→ **Written instruction a**: Please return these lines from the listing below exactly as they appear, from the line with "For the benchmark, drop" to the line with "x=720 y=190", including both of those lines.

→ **Supplied text**:
======
This guide covers installation, basic usage, and best practices for rotalabs-accel.

Installation

Requirements

  • Python 3.9+
  • PyTorch 2.0+
  • (Optional) CUDA 11.8+ for GPU acceleration
  • (Optional) Triton 2.1+ for optimized kernels

Installation Options

pip install rotalabs-accel

Core functionality with PyTorch-only implementations. Works on any platform.

pip install rotalabs-accel[triton]

Enables Triton-optimized kernels for 3-4x speedups on NVIDIA GPUs.

pip install rotalabs-accel[triton,benchmark,dev]

Includes benchmarking tools and development dependencies.

git clone https://github.com/rotalabs/rotalabs-accel.git
cd rotalabs-accel
pip install -e ".[triton,dev]"

Verify Installation

import rotalabs_accel
print(f"Version: {rotalabs_accel.__version__}")

from rotalabs_accel import is_cuda_available, is_triton_available
print(f"CUDA available: {is_cuda_available()}")
print(f"Triton available: {is_triton_available()}")

Core Concepts

Automatic Dispatch

Every function in rotalabs-accel automatically selects the best implementation:

┌─────────────────────────────────────────────────────────────┐
│                    rmsnorm(x, weight)                        │
├─────────────────────────────────────────────────────────────┤
│  Is x on CUDA?                                               │
│  ├── YES: Is Triton installed?                              │
│  │   ├── YES: Use Triton kernel      ← Fastest              │
│  │   └── NO:  Use PyTorch on GPU                            │
│  └── NO:  Use PyTorch on CPU         ← Universal fallback   │
└─────────────────────────────────────────────────────────────┘

You don't need to check conditions or write platform-specific code—just call the function.
======
Data extracted from a collection:

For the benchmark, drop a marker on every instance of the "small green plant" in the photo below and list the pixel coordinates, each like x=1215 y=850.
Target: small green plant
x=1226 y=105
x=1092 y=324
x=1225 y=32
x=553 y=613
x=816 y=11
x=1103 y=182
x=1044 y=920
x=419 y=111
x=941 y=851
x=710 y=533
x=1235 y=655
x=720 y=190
======
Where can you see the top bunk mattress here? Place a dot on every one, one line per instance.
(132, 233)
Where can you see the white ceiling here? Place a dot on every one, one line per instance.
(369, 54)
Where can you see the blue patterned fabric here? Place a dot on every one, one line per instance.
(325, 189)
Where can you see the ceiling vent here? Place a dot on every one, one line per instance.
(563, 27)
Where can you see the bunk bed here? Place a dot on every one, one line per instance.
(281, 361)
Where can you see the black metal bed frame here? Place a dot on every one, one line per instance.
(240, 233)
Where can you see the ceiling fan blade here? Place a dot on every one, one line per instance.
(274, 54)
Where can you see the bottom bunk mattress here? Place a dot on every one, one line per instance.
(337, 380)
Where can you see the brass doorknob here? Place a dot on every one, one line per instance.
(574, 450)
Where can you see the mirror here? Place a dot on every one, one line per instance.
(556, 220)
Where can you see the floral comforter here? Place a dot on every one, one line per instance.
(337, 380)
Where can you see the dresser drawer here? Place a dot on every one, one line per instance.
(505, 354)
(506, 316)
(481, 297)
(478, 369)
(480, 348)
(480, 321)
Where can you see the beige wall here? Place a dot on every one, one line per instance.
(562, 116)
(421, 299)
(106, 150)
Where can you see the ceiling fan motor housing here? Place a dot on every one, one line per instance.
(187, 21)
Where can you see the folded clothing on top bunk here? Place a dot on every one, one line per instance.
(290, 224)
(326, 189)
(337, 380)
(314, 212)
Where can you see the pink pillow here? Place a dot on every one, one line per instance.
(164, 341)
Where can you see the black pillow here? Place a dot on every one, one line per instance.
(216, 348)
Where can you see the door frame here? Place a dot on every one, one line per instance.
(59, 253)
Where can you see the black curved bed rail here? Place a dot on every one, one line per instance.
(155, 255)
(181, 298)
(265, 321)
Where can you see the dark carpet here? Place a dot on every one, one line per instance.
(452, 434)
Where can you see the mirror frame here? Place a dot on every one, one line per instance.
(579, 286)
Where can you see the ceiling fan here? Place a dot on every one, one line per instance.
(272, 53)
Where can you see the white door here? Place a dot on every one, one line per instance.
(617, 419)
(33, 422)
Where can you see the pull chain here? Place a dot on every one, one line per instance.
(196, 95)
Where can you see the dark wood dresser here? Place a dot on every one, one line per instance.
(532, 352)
======
→ **Written instruction b**: Retype the passage of the rotalabs-accel guide from "pip install rotalabs-accel[triton]" to "and development dependencies." word for word.

→ **Correct result a**:
For the benchmark, drop a marker on every instance of the "small green plant" in the photo below and list the pixel coordinates, each like x=1215 y=850.
Target: small green plant
x=1226 y=105
x=1092 y=324
x=1225 y=32
x=553 y=613
x=816 y=11
x=1103 y=182
x=1044 y=920
x=419 y=111
x=941 y=851
x=710 y=533
x=1235 y=655
x=720 y=190

→ **Correct result b**:
pip install rotalabs-accel[triton]

Enables Triton-optimized kernels for 3-4x speedups on NVIDIA GPUs.

pip install rotalabs-accel[triton,benchmark,dev]

Includes benchmarking tools and development dependencies.